EXERCISE
Don't include pictures. Quote the lines below from the first through the line that contains "Target: red tiled roof".

(DATA RECORDS Opens)

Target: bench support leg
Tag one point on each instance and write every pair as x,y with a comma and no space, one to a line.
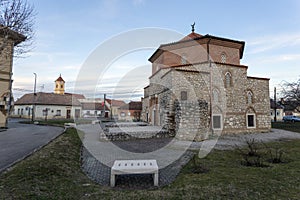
112,180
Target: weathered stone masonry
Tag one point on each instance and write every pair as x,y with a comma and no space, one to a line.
194,97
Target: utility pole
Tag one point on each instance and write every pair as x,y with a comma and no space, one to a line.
275,105
34,95
104,105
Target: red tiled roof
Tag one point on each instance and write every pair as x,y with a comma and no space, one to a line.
17,37
78,96
60,79
93,106
133,105
42,98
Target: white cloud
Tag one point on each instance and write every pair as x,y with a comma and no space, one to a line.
271,42
138,2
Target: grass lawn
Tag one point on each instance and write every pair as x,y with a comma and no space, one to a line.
289,126
54,173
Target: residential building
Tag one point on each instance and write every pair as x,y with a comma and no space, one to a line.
57,105
114,106
131,111
93,109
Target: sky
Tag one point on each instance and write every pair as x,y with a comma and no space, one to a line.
69,32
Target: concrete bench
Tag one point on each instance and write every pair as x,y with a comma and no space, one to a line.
134,167
95,121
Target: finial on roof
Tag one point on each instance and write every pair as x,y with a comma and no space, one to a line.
193,27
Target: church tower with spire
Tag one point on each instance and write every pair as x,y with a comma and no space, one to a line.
59,85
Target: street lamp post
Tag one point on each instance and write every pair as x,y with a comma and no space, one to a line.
34,94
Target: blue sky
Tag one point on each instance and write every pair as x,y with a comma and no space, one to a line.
68,31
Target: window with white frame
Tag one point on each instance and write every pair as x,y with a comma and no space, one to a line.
58,112
227,80
217,121
251,120
215,96
183,95
249,97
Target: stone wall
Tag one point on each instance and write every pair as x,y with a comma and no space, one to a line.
207,83
191,120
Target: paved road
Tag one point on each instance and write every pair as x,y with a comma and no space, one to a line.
20,140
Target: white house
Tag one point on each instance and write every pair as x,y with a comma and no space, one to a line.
49,105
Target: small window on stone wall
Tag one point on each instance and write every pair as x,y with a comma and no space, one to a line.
217,122
249,97
215,96
183,95
228,80
183,59
251,121
223,58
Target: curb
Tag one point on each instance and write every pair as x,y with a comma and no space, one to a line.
7,168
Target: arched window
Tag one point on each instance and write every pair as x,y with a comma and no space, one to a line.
183,59
223,58
249,97
215,96
251,118
227,80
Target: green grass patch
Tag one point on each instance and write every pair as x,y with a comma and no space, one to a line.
54,173
289,126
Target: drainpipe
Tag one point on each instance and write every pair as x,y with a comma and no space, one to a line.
210,82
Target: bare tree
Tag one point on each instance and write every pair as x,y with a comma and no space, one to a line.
18,16
291,93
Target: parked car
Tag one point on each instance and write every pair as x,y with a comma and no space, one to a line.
291,118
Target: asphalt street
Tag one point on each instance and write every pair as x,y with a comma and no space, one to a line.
21,140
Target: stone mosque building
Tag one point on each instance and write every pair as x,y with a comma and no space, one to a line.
198,87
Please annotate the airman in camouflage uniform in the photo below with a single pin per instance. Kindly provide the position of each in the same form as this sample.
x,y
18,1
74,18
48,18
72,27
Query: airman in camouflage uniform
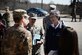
x,y
17,40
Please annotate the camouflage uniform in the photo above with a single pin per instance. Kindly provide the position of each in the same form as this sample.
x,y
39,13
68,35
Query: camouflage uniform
x,y
36,30
17,41
8,18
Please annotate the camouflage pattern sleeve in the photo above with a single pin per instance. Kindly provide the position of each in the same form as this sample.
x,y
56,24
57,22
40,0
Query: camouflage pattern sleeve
x,y
29,40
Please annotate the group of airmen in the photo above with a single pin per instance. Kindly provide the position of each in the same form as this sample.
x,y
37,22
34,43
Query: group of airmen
x,y
22,36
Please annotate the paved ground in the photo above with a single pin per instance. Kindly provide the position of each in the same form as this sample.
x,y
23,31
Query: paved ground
x,y
76,25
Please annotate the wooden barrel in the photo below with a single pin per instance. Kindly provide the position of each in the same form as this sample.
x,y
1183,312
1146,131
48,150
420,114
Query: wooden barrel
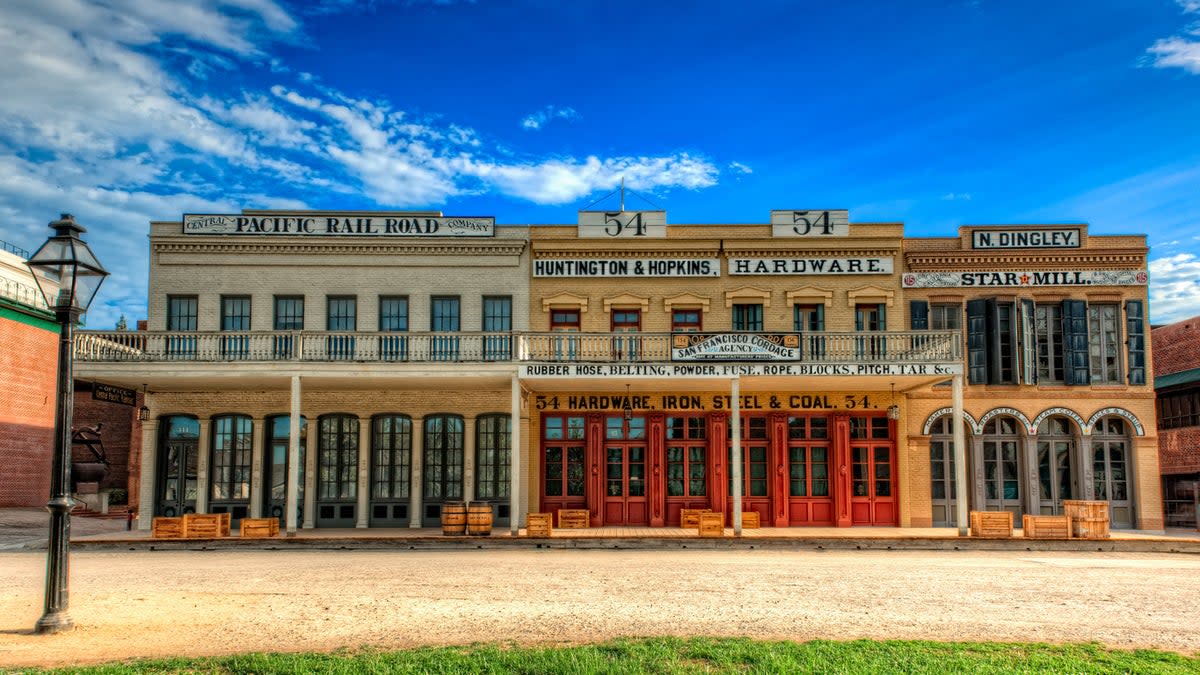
x,y
454,519
479,519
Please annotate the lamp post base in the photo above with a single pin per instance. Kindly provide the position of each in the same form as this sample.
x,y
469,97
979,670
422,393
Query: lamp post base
x,y
53,622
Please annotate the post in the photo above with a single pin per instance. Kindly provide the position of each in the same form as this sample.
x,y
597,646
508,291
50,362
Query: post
x,y
736,465
55,619
960,460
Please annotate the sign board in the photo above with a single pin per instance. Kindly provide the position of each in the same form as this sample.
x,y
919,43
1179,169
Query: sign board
x,y
114,394
623,225
700,370
799,267
735,347
1024,279
625,267
813,223
1027,238
339,225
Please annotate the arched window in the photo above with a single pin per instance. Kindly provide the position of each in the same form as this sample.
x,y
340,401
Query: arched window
x,y
493,434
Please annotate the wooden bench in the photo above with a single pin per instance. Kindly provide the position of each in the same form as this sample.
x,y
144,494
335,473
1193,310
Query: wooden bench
x,y
207,525
712,524
574,518
991,524
258,527
539,525
690,517
1045,526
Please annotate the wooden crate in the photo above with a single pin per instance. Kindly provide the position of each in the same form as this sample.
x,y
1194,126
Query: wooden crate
x,y
574,518
205,525
540,525
167,527
712,524
257,527
690,517
1045,526
991,524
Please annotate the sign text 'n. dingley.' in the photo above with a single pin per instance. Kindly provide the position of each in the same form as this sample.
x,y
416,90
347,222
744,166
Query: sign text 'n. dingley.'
x,y
339,225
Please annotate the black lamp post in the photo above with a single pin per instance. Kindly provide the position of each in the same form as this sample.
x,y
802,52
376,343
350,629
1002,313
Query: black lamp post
x,y
69,276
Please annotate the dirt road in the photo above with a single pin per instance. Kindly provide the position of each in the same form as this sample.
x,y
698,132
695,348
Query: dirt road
x,y
162,603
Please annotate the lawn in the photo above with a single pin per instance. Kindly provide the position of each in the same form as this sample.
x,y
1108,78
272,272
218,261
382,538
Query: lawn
x,y
695,655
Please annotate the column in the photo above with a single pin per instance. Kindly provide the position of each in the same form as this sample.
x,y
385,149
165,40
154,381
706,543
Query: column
x,y
515,455
417,476
257,442
736,466
148,495
202,466
364,473
960,459
293,481
468,459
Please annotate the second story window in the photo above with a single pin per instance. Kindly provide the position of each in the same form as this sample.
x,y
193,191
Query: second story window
x,y
748,317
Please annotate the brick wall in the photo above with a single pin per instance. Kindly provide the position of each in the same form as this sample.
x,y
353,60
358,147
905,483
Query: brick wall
x,y
28,369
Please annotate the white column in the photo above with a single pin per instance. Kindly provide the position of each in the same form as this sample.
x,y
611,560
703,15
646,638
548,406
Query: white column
x,y
468,459
202,466
736,467
291,509
147,495
364,471
960,460
417,478
257,443
515,457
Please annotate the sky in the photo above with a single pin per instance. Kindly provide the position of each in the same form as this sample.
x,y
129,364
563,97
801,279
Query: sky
x,y
934,113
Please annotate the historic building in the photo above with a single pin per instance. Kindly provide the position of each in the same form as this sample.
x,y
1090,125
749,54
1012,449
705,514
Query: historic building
x,y
363,369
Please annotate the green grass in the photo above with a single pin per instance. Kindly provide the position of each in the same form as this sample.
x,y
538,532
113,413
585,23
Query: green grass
x,y
693,655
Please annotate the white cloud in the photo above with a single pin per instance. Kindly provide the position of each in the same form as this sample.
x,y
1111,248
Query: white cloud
x,y
1175,287
534,121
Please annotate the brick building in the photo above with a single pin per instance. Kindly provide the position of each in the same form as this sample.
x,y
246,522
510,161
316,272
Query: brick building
x,y
364,369
1177,386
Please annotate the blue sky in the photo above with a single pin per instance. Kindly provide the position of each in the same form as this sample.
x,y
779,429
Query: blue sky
x,y
933,113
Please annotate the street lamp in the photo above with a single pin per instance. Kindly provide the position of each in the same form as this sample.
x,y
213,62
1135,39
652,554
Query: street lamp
x,y
69,276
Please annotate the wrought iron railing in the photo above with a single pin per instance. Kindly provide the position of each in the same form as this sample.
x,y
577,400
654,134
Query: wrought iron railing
x,y
904,347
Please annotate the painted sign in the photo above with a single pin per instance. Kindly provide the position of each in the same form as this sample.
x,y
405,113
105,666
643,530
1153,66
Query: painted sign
x,y
339,225
627,267
809,266
810,223
113,394
735,346
624,225
697,370
1041,238
1020,279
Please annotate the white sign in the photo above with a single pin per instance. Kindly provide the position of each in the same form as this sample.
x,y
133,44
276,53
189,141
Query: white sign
x,y
339,225
809,266
1023,279
700,370
1048,238
735,347
624,225
810,223
627,267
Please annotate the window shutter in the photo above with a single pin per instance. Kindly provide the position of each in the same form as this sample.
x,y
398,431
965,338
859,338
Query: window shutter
x,y
1074,342
1135,328
918,315
977,341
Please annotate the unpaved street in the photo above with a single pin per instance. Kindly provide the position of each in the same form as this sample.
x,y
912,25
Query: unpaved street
x,y
160,603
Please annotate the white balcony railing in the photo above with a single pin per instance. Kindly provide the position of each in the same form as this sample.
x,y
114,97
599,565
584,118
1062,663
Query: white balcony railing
x,y
107,346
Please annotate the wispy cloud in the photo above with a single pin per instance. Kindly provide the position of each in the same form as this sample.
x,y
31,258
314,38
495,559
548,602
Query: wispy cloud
x,y
539,119
1179,52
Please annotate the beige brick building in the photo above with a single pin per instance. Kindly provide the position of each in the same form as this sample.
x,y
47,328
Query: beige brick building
x,y
369,368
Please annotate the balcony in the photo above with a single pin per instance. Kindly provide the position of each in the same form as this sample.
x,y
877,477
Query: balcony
x,y
516,347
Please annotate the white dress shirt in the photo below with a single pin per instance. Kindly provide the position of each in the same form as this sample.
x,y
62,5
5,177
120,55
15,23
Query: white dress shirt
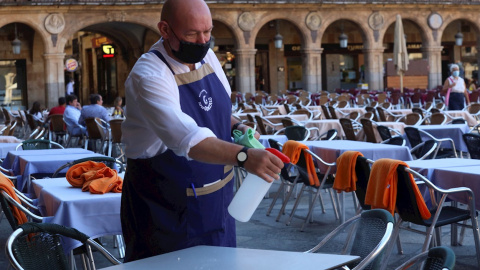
x,y
154,119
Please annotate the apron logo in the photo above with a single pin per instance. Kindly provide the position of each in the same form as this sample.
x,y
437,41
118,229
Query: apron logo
x,y
205,102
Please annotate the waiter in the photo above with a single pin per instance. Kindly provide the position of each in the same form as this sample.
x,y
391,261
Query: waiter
x,y
178,141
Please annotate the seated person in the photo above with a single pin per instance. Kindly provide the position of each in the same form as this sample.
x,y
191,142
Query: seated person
x,y
95,109
71,116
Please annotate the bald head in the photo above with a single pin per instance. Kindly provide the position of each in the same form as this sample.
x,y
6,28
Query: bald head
x,y
175,11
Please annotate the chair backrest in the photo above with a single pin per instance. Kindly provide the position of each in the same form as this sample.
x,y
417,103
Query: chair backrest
x,y
362,171
368,130
260,125
396,140
37,144
348,129
411,119
116,129
381,114
326,113
372,230
473,144
333,113
56,122
297,133
438,119
413,136
94,129
384,132
109,161
39,246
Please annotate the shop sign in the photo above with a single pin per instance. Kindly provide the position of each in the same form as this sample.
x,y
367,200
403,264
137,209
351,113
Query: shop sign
x,y
71,65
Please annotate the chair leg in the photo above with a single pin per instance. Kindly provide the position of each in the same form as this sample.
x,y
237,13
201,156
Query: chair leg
x,y
297,201
277,194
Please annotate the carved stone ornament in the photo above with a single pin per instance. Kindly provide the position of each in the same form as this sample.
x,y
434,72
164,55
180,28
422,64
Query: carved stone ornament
x,y
54,23
376,21
246,21
435,20
313,21
116,16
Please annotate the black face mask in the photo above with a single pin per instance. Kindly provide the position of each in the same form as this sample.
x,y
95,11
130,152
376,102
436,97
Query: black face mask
x,y
189,52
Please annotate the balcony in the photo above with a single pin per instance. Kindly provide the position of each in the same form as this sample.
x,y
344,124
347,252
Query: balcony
x,y
143,2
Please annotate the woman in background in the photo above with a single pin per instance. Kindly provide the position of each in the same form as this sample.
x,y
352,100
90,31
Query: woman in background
x,y
118,111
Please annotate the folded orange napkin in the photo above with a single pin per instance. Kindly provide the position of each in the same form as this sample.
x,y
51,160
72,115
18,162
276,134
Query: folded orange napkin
x,y
382,187
8,186
293,149
346,178
95,177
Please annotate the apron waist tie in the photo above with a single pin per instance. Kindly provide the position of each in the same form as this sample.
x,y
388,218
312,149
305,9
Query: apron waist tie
x,y
214,187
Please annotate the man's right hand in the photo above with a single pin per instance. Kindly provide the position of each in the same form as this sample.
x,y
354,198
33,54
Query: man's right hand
x,y
264,164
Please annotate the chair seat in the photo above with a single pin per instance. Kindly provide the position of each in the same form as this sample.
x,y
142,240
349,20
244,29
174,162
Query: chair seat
x,y
448,216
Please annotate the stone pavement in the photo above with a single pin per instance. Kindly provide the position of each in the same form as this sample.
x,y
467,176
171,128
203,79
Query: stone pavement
x,y
263,232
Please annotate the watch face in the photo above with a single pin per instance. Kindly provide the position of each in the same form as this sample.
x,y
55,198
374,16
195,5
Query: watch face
x,y
242,156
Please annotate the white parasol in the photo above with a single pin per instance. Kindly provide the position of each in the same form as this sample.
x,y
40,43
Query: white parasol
x,y
400,54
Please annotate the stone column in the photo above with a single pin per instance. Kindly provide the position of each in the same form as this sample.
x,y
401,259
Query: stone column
x,y
374,68
312,69
245,70
55,78
434,57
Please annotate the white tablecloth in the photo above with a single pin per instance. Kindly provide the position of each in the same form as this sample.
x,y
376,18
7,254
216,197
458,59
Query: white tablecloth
x,y
93,214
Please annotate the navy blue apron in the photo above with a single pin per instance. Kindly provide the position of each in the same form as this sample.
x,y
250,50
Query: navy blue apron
x,y
157,214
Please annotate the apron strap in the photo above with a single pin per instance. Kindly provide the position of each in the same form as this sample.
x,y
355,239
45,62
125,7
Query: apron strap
x,y
157,53
212,188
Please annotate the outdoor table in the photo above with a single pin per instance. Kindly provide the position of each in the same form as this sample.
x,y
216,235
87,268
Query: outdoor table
x,y
5,148
426,167
213,258
46,164
325,125
279,138
11,159
95,215
452,177
462,114
329,151
454,132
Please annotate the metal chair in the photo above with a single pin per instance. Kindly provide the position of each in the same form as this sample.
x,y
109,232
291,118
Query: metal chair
x,y
39,246
368,236
116,140
441,215
414,136
473,144
97,130
37,144
109,161
437,258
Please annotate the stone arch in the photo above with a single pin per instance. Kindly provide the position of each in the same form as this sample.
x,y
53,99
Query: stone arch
x,y
32,23
71,29
359,22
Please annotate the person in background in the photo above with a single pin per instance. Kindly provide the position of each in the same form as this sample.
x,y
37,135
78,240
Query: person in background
x,y
117,111
36,111
71,116
69,88
95,109
458,93
177,133
60,109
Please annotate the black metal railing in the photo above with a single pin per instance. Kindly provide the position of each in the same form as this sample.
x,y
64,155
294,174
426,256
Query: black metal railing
x,y
144,2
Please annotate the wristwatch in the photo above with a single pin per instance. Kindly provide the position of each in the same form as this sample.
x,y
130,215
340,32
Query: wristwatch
x,y
242,156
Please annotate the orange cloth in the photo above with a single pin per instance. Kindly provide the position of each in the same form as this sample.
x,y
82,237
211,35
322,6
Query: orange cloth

(DATA RECORDS Closes)

ANSWER BELOW
Target: bench support leg
Tag one point on each instance and write every pair as x,y with a comma and no space, one to a line.
112,180
Target: weathered stone masonry
Tag one point on each instance and write every pair as x,y with a comma and no space, one to a line.
194,97
Target: utility pole
Tag one point on each instance and write every pair as x,y with a comma and no space, one to a line.
275,105
34,95
104,105
Target: red tiled roof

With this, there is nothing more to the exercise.